Belo Horizonte, 26 de novembro de 2009. – Manuel Saramago – Relator.
N O T A S T A Q U I G R Á F I C A S
Proferiu sustentação oral, pelos embargantes, o Dr. Bruno Sampaio Falleiros.
DES. MANUEL SARAMAGO – Sr. Presidente. Ouvi, atentamente, as palavras do ilustre Advogado, trago voto escrito e passo à sua leitura.
Conheço do recurso, aos seus pressupostos.
Em primeira instância, o digno Magistrado julgou procedente o pedido de investigação de paternidade e, entretanto, improcedente o pedido de anulação de negócios jurídicos.
Neste Tribunal, o douto Revisor, Des. Barros Levenhagen, acompanhado pela culta Vogal, Des. Maria Elza, reformou a sentença, para julgar, sim, procedente a pretensão anulatória.
O digno Relator, Des. Mauro Soares Freitas, confirmou a decisão a quo.
Agora, o recorrente, com base no voto minoritário, pretende seja mantido o decisum de primeiro grau, dizendo terem sido atendidos os requisitos previstos por lei, sobre não influenciando posterior herdeiro ao mundo jurídico.
Data venia, tenho entendimento afinado com a orientação vencedora.
Não há dúvida quanto ao reconhecimento da paternidade in casu.
Tanto que nem se recorreu a respeito.
Repita-se, a questão de resto tem relação com a pretensão de anulação dos negócios jurídicos havidos entre os descendentes e ascendentes na espécie.
Tais ocorreram no final da década de 1980.
O investigante nasceu em 1956.
O pai dele morreu em 1993.
A presente ação fora ajuizada em 2001.
A paternidade fora reconhecida em 2007.
É certo que, ao tempo da realização deles, referidos negócios jurídicos ocorreram entre os ascendentes e os descendentes existentes na respectiva atmosfera jurídica.
Ainda.
Também é induvidoso que, ao tempo dos negócios ocorridos, não se havia falar em reconhecimento da paternidade do ora recorrido, fato que se deu muito tempo depois.
Entretanto, como esposado pelo entendimento majoritário, com apoio inclusive em jurisprudência do eg. STJ, o reconhecimento da paternidade produz efeitos retroativos à concepção.

#####

→ **Tarefa 1**: Reproduza nos registros, sem nenhuma alteração, as linhas que vão da linha que contém "The scan above contains the white cloud" até a linha que contém "[360,293,407,344]", inclusive.

→ **Registros extraídos**:
#####

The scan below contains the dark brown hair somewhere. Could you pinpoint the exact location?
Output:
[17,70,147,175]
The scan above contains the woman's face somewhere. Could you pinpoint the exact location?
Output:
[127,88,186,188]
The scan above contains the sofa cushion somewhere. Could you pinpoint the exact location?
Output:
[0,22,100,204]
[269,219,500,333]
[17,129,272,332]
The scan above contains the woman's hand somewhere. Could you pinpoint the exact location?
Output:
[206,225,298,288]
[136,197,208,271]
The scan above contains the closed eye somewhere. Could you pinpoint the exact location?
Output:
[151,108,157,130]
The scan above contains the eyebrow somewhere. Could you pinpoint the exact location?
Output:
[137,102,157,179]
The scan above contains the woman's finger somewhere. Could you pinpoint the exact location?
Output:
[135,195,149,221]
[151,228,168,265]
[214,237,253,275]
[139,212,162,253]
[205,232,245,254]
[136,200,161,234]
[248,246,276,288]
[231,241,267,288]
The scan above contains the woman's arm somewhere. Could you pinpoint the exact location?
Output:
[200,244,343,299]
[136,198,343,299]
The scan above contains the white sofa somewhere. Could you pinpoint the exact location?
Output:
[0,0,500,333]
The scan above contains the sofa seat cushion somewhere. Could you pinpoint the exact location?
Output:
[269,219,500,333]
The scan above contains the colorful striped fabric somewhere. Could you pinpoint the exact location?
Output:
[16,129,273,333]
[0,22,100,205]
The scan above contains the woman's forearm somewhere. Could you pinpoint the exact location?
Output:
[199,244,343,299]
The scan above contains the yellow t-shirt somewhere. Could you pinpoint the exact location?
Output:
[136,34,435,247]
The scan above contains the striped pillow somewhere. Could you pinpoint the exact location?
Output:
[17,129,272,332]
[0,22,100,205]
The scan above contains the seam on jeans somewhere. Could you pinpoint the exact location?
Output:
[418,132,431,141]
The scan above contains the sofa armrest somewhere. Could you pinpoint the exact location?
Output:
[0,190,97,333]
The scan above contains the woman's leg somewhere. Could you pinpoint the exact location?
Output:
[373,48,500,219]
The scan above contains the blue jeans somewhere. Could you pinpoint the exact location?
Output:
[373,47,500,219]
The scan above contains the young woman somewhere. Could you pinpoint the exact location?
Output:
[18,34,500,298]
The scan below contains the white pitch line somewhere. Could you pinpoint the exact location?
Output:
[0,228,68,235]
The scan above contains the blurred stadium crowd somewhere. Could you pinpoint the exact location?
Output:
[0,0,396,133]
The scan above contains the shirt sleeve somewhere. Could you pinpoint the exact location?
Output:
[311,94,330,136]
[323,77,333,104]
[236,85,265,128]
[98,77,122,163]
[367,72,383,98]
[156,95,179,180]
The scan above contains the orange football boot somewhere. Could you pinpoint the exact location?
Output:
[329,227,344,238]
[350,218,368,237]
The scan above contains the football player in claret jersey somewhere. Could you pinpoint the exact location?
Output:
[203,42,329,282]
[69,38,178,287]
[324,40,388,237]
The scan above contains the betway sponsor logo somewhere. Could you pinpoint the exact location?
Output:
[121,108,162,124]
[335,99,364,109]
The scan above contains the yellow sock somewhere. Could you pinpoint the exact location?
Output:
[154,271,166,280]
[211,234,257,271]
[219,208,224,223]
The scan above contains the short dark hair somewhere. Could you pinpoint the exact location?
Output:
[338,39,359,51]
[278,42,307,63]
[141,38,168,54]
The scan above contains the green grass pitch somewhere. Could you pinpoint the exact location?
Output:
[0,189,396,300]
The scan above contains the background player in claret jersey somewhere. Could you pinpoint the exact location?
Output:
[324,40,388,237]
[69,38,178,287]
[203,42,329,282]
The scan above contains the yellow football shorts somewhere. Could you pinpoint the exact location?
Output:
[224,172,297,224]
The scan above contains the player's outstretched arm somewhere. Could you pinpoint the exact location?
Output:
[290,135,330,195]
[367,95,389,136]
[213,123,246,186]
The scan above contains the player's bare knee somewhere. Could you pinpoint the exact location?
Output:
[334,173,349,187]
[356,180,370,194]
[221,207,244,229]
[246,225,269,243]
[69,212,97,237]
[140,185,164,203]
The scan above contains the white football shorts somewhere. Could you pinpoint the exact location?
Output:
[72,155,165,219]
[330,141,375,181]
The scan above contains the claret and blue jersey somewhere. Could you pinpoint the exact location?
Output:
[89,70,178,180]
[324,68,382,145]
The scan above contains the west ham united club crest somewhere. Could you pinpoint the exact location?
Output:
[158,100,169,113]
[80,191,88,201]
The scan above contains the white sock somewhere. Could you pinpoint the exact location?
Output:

#####

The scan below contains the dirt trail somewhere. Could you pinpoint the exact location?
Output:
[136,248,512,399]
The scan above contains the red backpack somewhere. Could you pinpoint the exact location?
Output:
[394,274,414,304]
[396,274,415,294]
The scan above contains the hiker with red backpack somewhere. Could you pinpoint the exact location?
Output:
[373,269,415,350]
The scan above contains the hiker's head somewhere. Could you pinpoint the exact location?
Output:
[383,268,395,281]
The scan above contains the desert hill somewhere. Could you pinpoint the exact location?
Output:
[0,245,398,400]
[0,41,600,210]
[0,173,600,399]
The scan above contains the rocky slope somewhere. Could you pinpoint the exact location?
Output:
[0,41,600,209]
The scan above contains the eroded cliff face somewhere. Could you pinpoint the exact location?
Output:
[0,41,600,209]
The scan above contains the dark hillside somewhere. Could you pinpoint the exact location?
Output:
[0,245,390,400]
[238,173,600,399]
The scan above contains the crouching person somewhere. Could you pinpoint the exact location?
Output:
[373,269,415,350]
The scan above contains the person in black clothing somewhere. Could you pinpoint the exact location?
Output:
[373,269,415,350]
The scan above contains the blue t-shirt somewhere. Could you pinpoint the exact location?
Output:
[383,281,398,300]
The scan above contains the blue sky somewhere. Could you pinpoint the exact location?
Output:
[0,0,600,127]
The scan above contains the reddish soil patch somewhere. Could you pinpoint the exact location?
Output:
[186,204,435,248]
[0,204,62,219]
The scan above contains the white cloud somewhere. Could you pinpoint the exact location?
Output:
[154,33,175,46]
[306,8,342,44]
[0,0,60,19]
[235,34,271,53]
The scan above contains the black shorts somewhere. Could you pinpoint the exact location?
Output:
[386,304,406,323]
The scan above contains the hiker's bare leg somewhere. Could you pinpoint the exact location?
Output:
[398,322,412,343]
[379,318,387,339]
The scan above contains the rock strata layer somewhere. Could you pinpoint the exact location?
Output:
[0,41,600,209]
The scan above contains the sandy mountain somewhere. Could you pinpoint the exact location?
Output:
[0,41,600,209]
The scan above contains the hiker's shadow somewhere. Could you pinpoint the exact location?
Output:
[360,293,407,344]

#####

→ **Tarefa 2**: Escreva a continuação do trecho do acórdão sobre investigação de paternidade e anulação de negócios jurídicos, começando logo após a última frase apresentada.

→ **Resultado 1**:
The scan above contains the white cloud somewhere. Could you pinpoint the exact location?
Output:
[154,33,175,46]
[306,8,342,44]
[0,0,60,19]
[235,34,271,53]
The scan above contains the black shorts somewhere. Could you pinpoint the exact location?
Output:
[386,304,406,323]
The scan above contains the hiker's bare leg somewhere. Could you pinpoint the exact location?
Output:
[398,322,412,343]
[379,318,387,339]
The scan above contains the rock strata layer somewhere. Could you pinpoint the exact location?
Output:
[0,41,600,209]
The scan above contains the sandy mountain somewhere. Could you pinpoint the exact location?
Output:
[0,41,600,209]
The scan above contains the hiker's shadow somewhere. Could you pinpoint the exact location?
Output:
[360,293,407,344]

→ **Resultado 2**:
E, assim, lança reflexos aos negócios apontados.
Logo, impunha-se a anulação se não atendida a norma do art. 1.132 do CC de 1916, a exigir, nestes casos, a participação de todos os filhos.
Não bastasse.
A teor das provas, que foram fartas na espécie, a questão da paternidade, por certo, era do conhecimento do falecido ao tempo das negociações, como noticiam os fatos aqui narrados, ocorridos estes, como sabido, a partir da relação de trabalho estabelecida entre a mãe do investigante e a família daquele.
Aliás, em razão dos quais, certamente, o próprio autor carreia sobrenome da família do falecido.
Sendo mesmo estranho que tais negócios tivessem ocorrido de uma só vez e de forma parcelada se, como alegado, o produto das vendas era para tratamento de saúde do falecido, nada, porém, se tendo trazido a respeito.
Tudo, pois, deixando sinais incomuns da negociação.
Assim, repita-se, seguindo o entendimento majoritário, o pedido de anulação era mesmo procedente.
Ao exposto, rejeito os embargos.
Custas, na forma da lei.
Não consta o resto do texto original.